Point labeling dataset rows
---

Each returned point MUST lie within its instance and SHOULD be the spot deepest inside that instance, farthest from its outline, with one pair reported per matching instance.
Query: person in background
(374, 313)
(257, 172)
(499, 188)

---

** Exercise details **
Rewrite the lines of these rows as a JSON list of strings, one string per line, leaving out any blank lines.

** Final result **
[
  "Each returned point MUST lie within its instance and SHOULD be the spot deepest inside that instance, farthest from its outline, with one pair reported per matching instance.",
  "Query: person in background",
  "(374, 313)",
  "(257, 172)",
  "(499, 188)"
]